> [GIVEN EXERCISE]: Reproduce every record exactly as it appears, but not the pictures.

-.-.-

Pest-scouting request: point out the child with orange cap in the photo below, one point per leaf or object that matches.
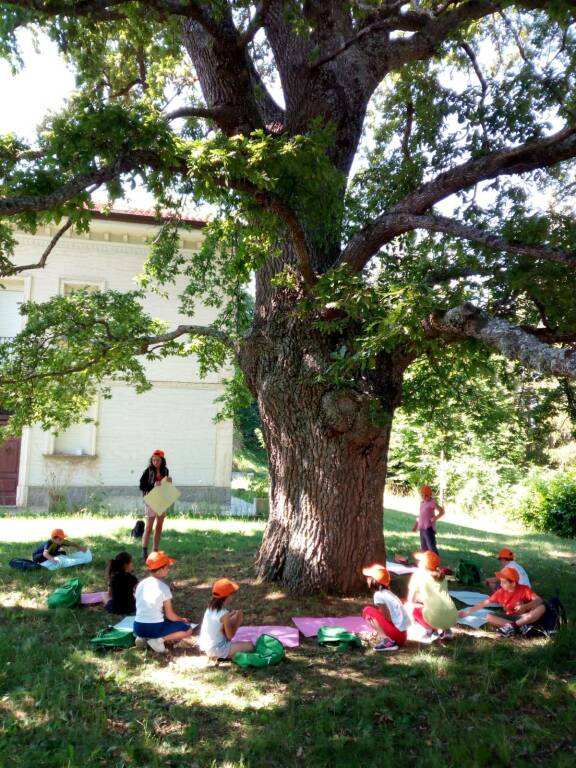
(427, 519)
(153, 475)
(506, 558)
(219, 625)
(523, 607)
(432, 606)
(387, 616)
(51, 549)
(156, 621)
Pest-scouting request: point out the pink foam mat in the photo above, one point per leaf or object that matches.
(309, 625)
(93, 598)
(288, 636)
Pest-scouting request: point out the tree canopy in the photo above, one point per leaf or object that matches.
(398, 175)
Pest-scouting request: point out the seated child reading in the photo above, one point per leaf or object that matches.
(387, 616)
(219, 624)
(121, 584)
(156, 621)
(51, 549)
(432, 606)
(506, 558)
(522, 606)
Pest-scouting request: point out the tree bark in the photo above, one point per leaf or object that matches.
(327, 450)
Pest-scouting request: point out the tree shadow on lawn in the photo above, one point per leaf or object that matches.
(472, 702)
(478, 700)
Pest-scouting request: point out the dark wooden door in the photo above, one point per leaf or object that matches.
(9, 463)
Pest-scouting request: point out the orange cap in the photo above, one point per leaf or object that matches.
(158, 560)
(508, 573)
(430, 560)
(224, 588)
(378, 573)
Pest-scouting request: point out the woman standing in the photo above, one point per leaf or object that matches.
(152, 476)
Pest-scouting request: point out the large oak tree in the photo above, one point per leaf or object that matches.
(398, 175)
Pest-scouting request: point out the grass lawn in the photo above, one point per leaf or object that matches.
(478, 700)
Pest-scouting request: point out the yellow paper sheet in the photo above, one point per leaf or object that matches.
(161, 497)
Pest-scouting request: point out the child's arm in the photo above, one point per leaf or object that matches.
(230, 623)
(171, 614)
(525, 607)
(440, 511)
(75, 545)
(467, 611)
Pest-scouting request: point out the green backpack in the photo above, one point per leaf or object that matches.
(338, 637)
(66, 596)
(113, 638)
(268, 652)
(467, 573)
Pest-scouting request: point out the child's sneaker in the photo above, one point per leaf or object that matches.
(157, 644)
(508, 630)
(386, 645)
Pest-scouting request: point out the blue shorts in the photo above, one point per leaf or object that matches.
(159, 628)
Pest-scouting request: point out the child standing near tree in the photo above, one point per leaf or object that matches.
(429, 514)
(220, 624)
(387, 616)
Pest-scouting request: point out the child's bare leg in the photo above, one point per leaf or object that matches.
(147, 532)
(240, 647)
(497, 621)
(175, 636)
(158, 532)
(531, 616)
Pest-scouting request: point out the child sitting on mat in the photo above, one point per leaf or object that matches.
(156, 622)
(523, 607)
(219, 624)
(121, 584)
(387, 616)
(51, 549)
(506, 558)
(432, 606)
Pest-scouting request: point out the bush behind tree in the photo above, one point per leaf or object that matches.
(548, 503)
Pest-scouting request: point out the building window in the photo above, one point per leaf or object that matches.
(77, 440)
(69, 286)
(11, 298)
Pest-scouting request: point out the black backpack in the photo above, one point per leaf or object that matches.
(138, 530)
(22, 564)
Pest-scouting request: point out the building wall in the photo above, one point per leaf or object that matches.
(106, 460)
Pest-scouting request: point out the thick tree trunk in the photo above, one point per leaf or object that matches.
(327, 456)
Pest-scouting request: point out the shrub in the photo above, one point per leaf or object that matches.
(549, 504)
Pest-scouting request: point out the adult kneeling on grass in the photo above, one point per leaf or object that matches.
(156, 622)
(523, 607)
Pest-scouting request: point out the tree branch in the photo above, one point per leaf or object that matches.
(183, 330)
(43, 259)
(511, 160)
(511, 341)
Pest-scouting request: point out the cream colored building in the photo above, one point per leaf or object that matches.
(101, 463)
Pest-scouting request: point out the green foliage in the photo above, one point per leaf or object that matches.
(548, 503)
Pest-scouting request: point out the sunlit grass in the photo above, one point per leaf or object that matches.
(477, 701)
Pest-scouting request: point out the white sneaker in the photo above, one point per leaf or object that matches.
(157, 644)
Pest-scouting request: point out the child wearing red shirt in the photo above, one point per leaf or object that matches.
(520, 603)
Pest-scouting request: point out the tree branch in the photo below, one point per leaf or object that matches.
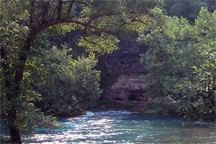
(32, 12)
(70, 7)
(59, 9)
(39, 15)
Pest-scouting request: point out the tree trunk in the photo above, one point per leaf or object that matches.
(14, 130)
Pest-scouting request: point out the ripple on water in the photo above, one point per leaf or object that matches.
(124, 126)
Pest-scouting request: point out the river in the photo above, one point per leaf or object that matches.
(123, 126)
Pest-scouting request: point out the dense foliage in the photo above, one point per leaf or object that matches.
(70, 86)
(24, 25)
(175, 49)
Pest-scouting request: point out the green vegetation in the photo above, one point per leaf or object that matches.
(181, 58)
(38, 78)
(31, 66)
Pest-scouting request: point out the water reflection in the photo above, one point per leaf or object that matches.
(124, 126)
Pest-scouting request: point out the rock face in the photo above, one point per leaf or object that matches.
(126, 62)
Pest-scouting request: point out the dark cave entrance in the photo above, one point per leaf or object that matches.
(133, 97)
(118, 99)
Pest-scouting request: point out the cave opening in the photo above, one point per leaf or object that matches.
(118, 99)
(133, 98)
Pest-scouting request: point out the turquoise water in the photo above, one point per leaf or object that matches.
(123, 126)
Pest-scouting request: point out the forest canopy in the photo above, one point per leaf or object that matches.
(34, 69)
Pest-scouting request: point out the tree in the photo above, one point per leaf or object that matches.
(184, 8)
(70, 86)
(22, 21)
(175, 49)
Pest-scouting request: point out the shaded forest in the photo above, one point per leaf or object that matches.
(42, 76)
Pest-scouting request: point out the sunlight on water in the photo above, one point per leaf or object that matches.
(123, 126)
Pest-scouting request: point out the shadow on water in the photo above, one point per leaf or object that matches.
(123, 126)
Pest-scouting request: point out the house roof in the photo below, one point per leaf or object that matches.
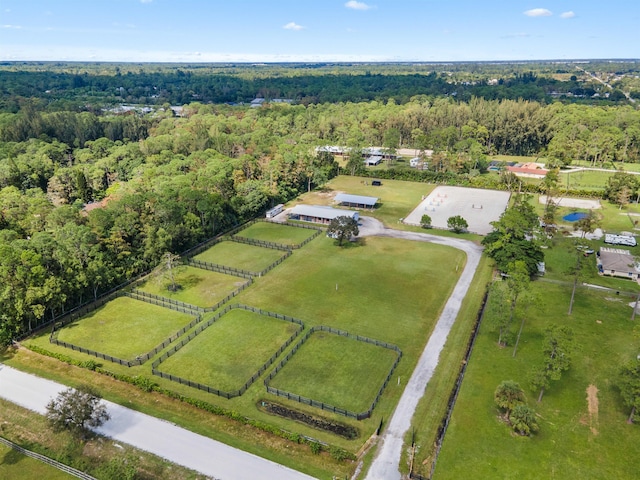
(357, 199)
(618, 259)
(320, 211)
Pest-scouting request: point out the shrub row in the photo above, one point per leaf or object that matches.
(149, 385)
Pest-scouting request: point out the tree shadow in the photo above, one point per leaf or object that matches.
(12, 457)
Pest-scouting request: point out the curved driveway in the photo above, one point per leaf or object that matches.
(386, 464)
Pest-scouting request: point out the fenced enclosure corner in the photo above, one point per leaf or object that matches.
(203, 327)
(324, 406)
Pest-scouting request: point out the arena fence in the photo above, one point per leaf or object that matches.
(203, 327)
(322, 405)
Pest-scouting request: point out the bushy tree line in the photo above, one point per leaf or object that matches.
(320, 85)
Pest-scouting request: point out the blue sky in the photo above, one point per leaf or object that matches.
(317, 30)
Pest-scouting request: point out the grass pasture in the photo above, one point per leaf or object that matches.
(575, 440)
(14, 465)
(198, 287)
(336, 370)
(397, 198)
(124, 328)
(226, 354)
(276, 233)
(241, 256)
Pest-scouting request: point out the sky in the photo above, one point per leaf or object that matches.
(318, 30)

-.-.-

> [OUTPUT]:
Pest-scouting request: point out the child with orange cap in the photo below, one point per leaf or object that matches.
(427, 519)
(153, 475)
(506, 558)
(219, 625)
(523, 607)
(432, 606)
(387, 616)
(51, 549)
(156, 621)
Pest-scouting request: point out the pink foam mat in the photo above, one point per leaf or object that matches.
(309, 625)
(93, 598)
(288, 636)
Pest-scouting request: point out the tree canopy in the photo above, one point per leaf or object that matches.
(398, 175)
Pest-scouting request: point out the seated child reading in the photo above, one point per leaf or object that matches.
(387, 616)
(219, 624)
(121, 584)
(156, 621)
(51, 549)
(432, 606)
(506, 558)
(522, 606)
Pest-scouting request: point out the tree bark in the photo above, one point per leaf or object that matches.
(327, 450)
Pest-scouting request: point out the tree shadow on lawn in the photo above, one point per leaf or object that matches.
(472, 702)
(478, 700)
Pest-scouting request: point out the dark wooden door in the photo above, one point per leaf or object that matches.
(9, 463)
Pest-scouting request: point out the orange cap in the photo above, one point per leaf or object that matches.
(158, 560)
(508, 573)
(430, 560)
(224, 588)
(378, 573)
Pest-scouting request: point out the woman standing in the photo above, one point per leaf or object that matches.
(152, 476)
Pest-scouting request: point out the large oak tree in the photo above, one point per leaf or object that matches.
(398, 175)
Pest-scouting request: point out the grass lawn in the photo above, one point per leaf or object that matches.
(478, 700)
Pest-scouting request: point out the yellow paper sheet in the photo above, one point per leaf or object that matches.
(161, 497)
Pest-scouting request: point out the child's arm in the photo above, one point per leaf or object that matches.
(230, 623)
(171, 614)
(525, 607)
(440, 511)
(75, 545)
(467, 611)
Pest-scouting request: point out the green backpack in the photo above, one point per leaf or object that matches.
(338, 637)
(66, 596)
(113, 638)
(268, 652)
(467, 573)
Pest-scouting request: point out the child's sneaker in the photo above, one point per leaf or object that matches.
(157, 644)
(508, 630)
(386, 645)
Pest-scouting request: point out the blue shorts in the photo above, one point per leaf or object that matches.
(159, 628)
Pest-scouting request: point out the child standing near tree in the photo above, one point per leaf or object that matches.
(429, 514)
(220, 624)
(387, 616)
Pest-scouting request: point out the child's bare leg in the photo above, one point per leaf or object that matches.
(147, 532)
(240, 647)
(497, 621)
(175, 636)
(158, 532)
(531, 616)
Pest-scouting request: point out the child sitting on mat in the photo above, one point per leaf or object that matches.
(156, 622)
(523, 607)
(219, 624)
(121, 584)
(387, 616)
(51, 549)
(506, 558)
(432, 606)
Pest-scouting request: point out the bush behind tree in the photo above, one point per leaf or object that matches.
(548, 503)
Pest-scouting request: point out the building window in the photo above, one point per leaf or object that matches.
(77, 440)
(69, 286)
(11, 298)
Pest-scouting request: point out the black backpack in the photo above, one point per leaf or object that matches.
(138, 530)
(22, 564)
Pest-scouting request: point out the building wall in the photo above, one point per leaf or object that matches.
(106, 460)
Pest-scouting request: point out the thick tree trunk in the photo above, one point per leaf or object that matches.
(327, 456)
Pest-scouting request: point out the shrub in the photo above, one point per leaf or object that matches.
(549, 504)
Pest-scouting request: point out the adult kneeling on grass in the photo above, one point per leaf or object that matches.
(156, 622)
(523, 607)
Pest-scouting request: point out the tree branch in the photo above, one point per leaf or object that matches.
(183, 330)
(43, 259)
(511, 160)
(511, 341)
Pest-scouting request: point out the cream colored building in the photo above, one point per leaf or object that matches.
(101, 463)
Pest-scouting request: point out the green foliage in the photo above, one point per leaf or object that matches.
(548, 503)
Pest-scouting request: point out the sunlit grass in the photo above, one point per leaf or object that matches.
(477, 701)
Pest-scouting request: point out the white sneaker in the photo above, one point per leaf or object that matches.
(157, 644)
Pest-scouting request: point out the child wearing red shirt in the photo above, one point per leaf or object that matches.
(520, 603)
Pest-scouting request: point out the tree branch in the photo below, one point per leaf or object that matches.
(32, 12)
(70, 7)
(59, 9)
(39, 15)
Pest-scouting request: point out the tree trunk in the photo above, one point per leaf or object that matches.
(14, 130)
Pest-scouting request: point out the ripple on water in the photo above, one point per leaf or object that matches.
(124, 126)
Pest-scouting request: point out the river in the photo above, one point per leaf or object that matches.
(123, 126)
Pest-scouting request: point out the dense foliage in the photo above, one point per leaf or object that matches.
(70, 86)
(24, 25)
(175, 49)
Pest-scouting request: point out the green vegetation in the photo above, one point per leaf or object that matches.
(181, 58)
(38, 78)
(31, 66)
Pest-scouting request: point out the water reflection in the photo above, one point per leaf or object that matches.
(124, 126)
Pest-scouting request: point out the rock face in the photo above, one point per leaf or object that matches.
(126, 62)
Pest-scouting request: point out the dark cave entrance in the photo above, one point per leaf or object that matches.
(133, 97)
(118, 99)
Pest-scouting request: point out the cave opening in the photo above, one point per leaf or object that matches.
(118, 99)
(133, 98)
Pest-scouting request: point out the turquoise water in the photo above, one point per leaf or object that matches.
(123, 126)
Pest-scouting request: point out the forest canopy in the photo above, one point per leaf or object that matches.
(34, 69)
Pest-scouting request: point out the tree in the photo above, one point per leaf or object that matches.
(184, 8)
(70, 86)
(22, 21)
(175, 49)
Pest-scouting request: point out the shaded forest in the photo above, one point per leaf or object that matches.
(42, 76)
Pest-scouting request: point out the sunlight on water in the photo above, one point per leaf or object that matches.
(123, 126)
Pest-scouting request: point out the shadow on water in the photo above, one point per leaf or object that matches.
(123, 126)
Pest-scouting request: point out the house roof in the photo below, one point per leaf or object that matches.
(357, 199)
(618, 259)
(320, 211)
Pest-scouting request: point out the shrub row in the photo above, one point per leaf or object that matches.
(149, 385)
Pest-scouting request: point out the tree shadow in the photo above, one point per leaf or object that matches.
(12, 457)
Pest-scouting request: point out the curved driveway in the photo above, one point per leaf or object that matches.
(386, 464)
Pest-scouting request: point out the fenced enclosure corner in the photo above, one point per leaf or object that matches.
(203, 327)
(324, 406)
Pest-scouting request: point out the arena fence in the photo above, one point per leaf or object that matches.
(203, 327)
(322, 405)
Pest-scouting request: point out the bushy tree line in the photo above, one point per leaf or object that matches.
(320, 85)
Pest-scouting request: point out the blue sky in the photo above, one point per leaf or object that matches.
(317, 30)
Pest-scouting request: point out the grass pasture in the photo above, one point per leaf or object that matches.
(575, 440)
(14, 465)
(198, 287)
(336, 370)
(397, 198)
(124, 328)
(226, 354)
(276, 233)
(241, 256)
Pest-scouting request: point out the sky in the photo above, one point per leaf or object that matches.
(318, 30)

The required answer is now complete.